» Task instructions
Copy the lines of the material below word for word, starting with the line that contains "Put one marker on each instance of the wooden siding" and continuing through the end of the material, with both ends included.

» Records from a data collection
########################################
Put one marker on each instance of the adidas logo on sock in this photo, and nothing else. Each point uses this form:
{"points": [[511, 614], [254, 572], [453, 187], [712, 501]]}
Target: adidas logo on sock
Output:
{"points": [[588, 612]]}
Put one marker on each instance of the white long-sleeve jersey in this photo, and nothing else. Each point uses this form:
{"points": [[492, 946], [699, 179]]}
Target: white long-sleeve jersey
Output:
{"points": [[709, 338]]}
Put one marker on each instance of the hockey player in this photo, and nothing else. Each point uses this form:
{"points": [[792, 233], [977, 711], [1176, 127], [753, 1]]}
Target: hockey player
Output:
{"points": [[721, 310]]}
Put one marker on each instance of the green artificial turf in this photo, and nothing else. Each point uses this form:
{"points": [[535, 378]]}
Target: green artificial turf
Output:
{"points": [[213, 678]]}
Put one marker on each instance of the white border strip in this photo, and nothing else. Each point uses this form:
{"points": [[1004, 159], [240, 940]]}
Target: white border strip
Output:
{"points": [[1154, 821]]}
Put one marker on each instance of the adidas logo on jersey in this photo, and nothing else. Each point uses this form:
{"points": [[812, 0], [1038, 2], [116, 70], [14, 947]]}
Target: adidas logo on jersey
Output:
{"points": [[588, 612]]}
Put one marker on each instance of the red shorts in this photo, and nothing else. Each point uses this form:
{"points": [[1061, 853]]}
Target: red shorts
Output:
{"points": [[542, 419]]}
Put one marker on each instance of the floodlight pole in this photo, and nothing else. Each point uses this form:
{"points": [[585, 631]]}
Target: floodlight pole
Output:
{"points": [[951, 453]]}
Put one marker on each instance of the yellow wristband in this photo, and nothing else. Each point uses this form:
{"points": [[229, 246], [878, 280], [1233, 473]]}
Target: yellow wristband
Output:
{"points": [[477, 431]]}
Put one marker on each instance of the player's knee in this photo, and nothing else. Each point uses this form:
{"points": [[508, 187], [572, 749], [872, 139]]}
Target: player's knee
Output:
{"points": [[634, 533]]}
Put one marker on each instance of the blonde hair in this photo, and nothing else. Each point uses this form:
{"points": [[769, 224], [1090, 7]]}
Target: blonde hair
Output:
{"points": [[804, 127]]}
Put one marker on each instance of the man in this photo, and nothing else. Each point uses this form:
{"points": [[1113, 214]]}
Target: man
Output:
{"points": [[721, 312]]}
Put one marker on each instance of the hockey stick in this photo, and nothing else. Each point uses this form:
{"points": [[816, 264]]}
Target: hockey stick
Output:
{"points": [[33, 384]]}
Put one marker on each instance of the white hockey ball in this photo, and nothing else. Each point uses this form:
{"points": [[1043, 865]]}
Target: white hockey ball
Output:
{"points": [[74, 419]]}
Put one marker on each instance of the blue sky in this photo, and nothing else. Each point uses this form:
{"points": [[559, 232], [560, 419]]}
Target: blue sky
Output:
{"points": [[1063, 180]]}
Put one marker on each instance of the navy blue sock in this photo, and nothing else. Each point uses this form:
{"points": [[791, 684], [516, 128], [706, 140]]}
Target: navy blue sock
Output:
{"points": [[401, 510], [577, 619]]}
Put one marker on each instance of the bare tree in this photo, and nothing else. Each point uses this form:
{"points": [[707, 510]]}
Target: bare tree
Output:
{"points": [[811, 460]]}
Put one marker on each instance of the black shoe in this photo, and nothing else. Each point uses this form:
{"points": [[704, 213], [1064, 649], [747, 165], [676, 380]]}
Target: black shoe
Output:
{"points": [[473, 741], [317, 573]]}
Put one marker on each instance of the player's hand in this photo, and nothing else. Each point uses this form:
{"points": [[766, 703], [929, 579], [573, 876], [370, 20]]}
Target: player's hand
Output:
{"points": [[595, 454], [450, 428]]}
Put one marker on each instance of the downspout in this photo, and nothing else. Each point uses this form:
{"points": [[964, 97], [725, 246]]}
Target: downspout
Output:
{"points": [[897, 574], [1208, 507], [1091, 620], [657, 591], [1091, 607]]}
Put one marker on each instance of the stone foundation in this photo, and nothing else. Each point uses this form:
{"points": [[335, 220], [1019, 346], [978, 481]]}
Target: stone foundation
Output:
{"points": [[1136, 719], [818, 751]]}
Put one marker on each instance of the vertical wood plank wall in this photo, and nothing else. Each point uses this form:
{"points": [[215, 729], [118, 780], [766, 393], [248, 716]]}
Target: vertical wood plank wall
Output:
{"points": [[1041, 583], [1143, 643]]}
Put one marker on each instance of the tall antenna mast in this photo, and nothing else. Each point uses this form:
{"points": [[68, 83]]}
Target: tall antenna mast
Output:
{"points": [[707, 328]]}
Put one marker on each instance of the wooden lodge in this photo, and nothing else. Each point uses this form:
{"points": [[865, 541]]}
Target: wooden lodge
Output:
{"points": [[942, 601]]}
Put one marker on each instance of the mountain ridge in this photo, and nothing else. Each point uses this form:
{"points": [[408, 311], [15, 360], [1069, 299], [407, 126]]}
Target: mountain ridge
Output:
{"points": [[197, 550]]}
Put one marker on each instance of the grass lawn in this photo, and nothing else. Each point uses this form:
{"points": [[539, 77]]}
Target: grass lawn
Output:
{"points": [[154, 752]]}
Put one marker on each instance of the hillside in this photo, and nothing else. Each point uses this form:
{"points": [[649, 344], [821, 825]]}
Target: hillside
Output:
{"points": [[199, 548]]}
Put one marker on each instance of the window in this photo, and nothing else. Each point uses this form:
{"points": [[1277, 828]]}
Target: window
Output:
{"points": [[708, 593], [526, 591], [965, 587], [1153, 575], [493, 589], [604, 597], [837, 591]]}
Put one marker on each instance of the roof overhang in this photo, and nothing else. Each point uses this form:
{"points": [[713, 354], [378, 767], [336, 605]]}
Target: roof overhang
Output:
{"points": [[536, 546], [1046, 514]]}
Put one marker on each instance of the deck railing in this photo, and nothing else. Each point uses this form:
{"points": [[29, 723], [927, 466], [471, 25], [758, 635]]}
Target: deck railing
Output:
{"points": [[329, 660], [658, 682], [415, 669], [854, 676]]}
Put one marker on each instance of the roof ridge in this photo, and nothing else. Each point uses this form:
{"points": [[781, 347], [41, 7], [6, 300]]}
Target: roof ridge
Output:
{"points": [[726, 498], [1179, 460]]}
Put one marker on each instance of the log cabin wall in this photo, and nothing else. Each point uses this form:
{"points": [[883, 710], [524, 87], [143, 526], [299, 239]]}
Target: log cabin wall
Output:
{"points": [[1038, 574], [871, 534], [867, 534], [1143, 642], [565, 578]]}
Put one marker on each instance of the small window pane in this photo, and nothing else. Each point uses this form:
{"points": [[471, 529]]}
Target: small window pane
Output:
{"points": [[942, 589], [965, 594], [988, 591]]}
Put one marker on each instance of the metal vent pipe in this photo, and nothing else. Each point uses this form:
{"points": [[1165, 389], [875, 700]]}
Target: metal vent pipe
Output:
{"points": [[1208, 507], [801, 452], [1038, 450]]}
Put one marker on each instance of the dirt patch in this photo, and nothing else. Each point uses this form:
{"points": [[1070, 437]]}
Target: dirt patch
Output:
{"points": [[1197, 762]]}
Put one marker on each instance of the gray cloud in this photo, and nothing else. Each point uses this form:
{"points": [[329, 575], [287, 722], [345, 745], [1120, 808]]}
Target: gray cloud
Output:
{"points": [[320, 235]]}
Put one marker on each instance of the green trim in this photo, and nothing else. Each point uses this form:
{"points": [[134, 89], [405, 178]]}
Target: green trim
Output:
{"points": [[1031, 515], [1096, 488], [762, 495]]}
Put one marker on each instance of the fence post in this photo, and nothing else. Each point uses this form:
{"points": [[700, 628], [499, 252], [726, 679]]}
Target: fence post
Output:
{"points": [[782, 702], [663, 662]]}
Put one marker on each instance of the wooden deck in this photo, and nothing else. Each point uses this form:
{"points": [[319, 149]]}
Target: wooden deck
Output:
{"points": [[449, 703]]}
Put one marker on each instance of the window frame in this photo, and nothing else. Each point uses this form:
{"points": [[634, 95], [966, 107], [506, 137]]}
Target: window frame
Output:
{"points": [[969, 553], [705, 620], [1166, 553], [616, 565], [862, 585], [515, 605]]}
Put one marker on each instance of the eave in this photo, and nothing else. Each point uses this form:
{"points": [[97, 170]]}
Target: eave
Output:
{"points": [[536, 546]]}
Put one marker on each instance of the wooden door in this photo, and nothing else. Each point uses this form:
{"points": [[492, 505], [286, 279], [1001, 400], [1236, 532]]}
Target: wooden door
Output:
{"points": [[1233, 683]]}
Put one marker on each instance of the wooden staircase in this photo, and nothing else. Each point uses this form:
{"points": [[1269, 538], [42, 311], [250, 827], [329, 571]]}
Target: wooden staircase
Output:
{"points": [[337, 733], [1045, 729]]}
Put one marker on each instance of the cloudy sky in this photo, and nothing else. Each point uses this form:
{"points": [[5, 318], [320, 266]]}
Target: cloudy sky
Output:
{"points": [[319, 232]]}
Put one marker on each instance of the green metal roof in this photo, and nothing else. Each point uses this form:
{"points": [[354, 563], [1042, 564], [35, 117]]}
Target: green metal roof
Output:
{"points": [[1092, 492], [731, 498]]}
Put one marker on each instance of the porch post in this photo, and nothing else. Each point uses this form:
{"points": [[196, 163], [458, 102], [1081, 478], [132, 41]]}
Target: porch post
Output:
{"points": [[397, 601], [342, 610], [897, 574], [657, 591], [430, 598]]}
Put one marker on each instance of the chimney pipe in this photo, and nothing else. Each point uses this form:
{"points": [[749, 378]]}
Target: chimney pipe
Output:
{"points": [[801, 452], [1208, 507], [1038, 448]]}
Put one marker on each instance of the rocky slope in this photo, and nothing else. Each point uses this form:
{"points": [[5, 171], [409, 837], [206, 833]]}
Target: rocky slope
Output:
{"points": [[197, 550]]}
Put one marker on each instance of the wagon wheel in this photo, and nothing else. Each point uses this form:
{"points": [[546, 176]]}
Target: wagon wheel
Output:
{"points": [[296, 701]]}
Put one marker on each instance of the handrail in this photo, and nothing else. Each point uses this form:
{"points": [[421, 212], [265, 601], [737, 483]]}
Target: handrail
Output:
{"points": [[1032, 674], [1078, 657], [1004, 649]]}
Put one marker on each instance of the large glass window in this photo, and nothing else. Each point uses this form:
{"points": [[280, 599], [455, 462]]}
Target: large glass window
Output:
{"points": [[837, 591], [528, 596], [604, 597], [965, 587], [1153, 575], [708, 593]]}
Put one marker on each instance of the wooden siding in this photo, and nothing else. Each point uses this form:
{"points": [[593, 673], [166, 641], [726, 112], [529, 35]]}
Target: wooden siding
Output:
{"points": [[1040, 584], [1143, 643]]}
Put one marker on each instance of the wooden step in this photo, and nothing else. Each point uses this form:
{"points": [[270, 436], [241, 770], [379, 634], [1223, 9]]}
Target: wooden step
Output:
########################################
» Problem solution
Put one marker on each instance of the wooden siding in this photo, and nothing else. Each point uses this form:
{"points": [[593, 673], [166, 641], [726, 112], [529, 35]]}
Target: wooden siding
Output:
{"points": [[1040, 584], [1143, 643]]}
Put one marker on each instance of the wooden step in this photo, and nothing else. Each point uses this form:
{"points": [[270, 436], [241, 770], [379, 634], [1223, 9]]}
Target: wooden step
Output:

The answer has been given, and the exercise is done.